**Source extract**:
Content starts

Corporates, vertical markets, anywhere where a core application is running under OS/2 and the cost/risk factors make change prohibitive.

Also, for anyone with an existing eCS license the upgrade is likely to be around the $70 mark, if the previous upgrades are anything to go by.

The full price is so high because of the way IBM licenses the technology to Serenity.

Reply Score: 1

RE[2]: ...
by kaiwai on Fri 29th Jun 2007 17:55 UTC in reply to "RE: ..."
kaiwai Member since:
2005-07-06

The full price is so high because of the way IBM licenses the technology to Serenity.


That, and Serenity works on the basis of small amounts of sales; I'm sure if a company approached them to purchase 10,000 licences the price will be substantially less than the ticket price listed in the article.

Reply Score: 2

Very Funny... do the math...
by MacGod on Fri 29th Jun 2007 14:11 UTC
MacGod
Member since:
2006-03-24

If I read this correctly, he states that he graduatec from H.S. 4 years ago... that would make him 21-22 today.

He states that his first experiences was with WARP 4... that would put him close to 11-14 years old. Yeah I can see failure from a 14 year old installing WARP 4.

:-)

I was 21 in 93 playing with WARP 2.1

Bill

Reply Score: 1

RE: Very Funny... do the math...
by MYOB on Fri 29th Jun 2007 14:57 UTC in reply to "Very Funny... do the math..."

Content ends

**The data**:
Content starts

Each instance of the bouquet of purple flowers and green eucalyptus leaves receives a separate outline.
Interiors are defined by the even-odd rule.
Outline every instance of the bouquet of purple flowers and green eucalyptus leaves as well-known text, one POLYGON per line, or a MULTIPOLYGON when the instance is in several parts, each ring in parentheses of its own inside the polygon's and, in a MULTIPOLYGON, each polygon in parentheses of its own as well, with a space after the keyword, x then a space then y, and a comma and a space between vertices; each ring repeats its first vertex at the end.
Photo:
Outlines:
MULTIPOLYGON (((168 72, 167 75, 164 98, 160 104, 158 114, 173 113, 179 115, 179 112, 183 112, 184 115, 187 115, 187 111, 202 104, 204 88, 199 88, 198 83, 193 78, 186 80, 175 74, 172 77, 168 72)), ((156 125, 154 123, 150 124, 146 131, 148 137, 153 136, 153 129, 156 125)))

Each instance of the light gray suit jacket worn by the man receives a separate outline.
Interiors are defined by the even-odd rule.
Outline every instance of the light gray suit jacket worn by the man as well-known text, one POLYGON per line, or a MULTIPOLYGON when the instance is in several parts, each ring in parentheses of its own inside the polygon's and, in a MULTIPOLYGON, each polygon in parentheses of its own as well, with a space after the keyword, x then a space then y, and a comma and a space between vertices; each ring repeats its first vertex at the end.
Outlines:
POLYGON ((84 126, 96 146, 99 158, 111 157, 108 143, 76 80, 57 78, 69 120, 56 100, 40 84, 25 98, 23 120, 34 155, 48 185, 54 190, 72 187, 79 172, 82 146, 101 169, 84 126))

Content ends
Content starts

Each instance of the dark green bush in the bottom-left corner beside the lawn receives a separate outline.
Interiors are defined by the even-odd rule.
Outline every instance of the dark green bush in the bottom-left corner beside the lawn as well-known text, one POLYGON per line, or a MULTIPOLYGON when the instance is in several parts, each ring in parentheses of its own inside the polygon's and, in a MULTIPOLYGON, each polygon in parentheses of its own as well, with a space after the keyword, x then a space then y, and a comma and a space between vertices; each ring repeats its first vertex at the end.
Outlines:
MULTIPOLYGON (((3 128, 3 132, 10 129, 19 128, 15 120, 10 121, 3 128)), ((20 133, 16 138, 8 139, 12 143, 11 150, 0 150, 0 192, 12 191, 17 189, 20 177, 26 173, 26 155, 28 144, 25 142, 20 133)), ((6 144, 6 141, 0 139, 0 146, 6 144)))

Content ends
Content starts

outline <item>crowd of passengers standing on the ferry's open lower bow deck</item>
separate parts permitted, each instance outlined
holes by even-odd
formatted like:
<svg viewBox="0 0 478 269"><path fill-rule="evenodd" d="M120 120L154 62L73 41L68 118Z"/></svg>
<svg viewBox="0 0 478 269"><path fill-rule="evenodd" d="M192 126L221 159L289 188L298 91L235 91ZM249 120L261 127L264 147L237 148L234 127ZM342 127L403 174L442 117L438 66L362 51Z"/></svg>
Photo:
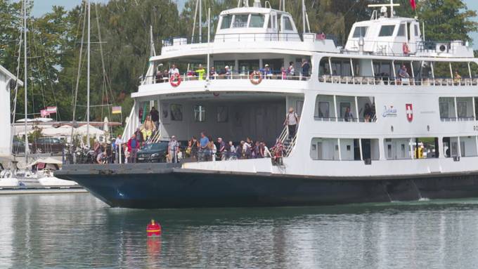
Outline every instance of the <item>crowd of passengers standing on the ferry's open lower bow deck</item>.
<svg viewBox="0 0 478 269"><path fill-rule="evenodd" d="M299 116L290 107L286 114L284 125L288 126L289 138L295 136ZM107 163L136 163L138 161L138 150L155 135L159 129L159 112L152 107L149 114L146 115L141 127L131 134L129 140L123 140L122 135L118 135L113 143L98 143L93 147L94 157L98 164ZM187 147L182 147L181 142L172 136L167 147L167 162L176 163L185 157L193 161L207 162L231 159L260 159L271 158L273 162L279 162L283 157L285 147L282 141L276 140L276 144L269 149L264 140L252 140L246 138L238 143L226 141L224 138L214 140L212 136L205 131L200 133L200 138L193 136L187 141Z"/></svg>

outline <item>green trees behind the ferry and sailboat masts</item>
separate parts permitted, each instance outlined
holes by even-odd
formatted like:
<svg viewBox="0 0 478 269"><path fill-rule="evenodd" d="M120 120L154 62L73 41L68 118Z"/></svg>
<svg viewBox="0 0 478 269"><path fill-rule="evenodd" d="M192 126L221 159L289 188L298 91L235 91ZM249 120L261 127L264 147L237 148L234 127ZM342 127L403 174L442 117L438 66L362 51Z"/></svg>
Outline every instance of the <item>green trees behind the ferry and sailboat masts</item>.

Content ends

**Goal of the exercise**: Please repeat the forum thread starting with "That, and Serenity" and going on through "installing WARP 4.", substituting "5,000" for "10,000".

**Answer section**:
That, and Serenity works on the basis of small amounts of sales; I'm sure if a company approached them to purchase 5,000 licences the price will be substantially less than the ticket price listed in the article.

Reply Score: 2

Very Funny... do the math...
by MacGod on Fri 29th Jun 2007 14:11 UTC
MacGod
Member since:
2006-03-24

If I read this correctly, he states that he graduatec from H.S. 4 years ago... that would make him 21-22 today.

He states that his first experiences was with WARP 4... that would put him close to 11-14 years old. Yeah I can see failure from a 14 year old installing WARP 4.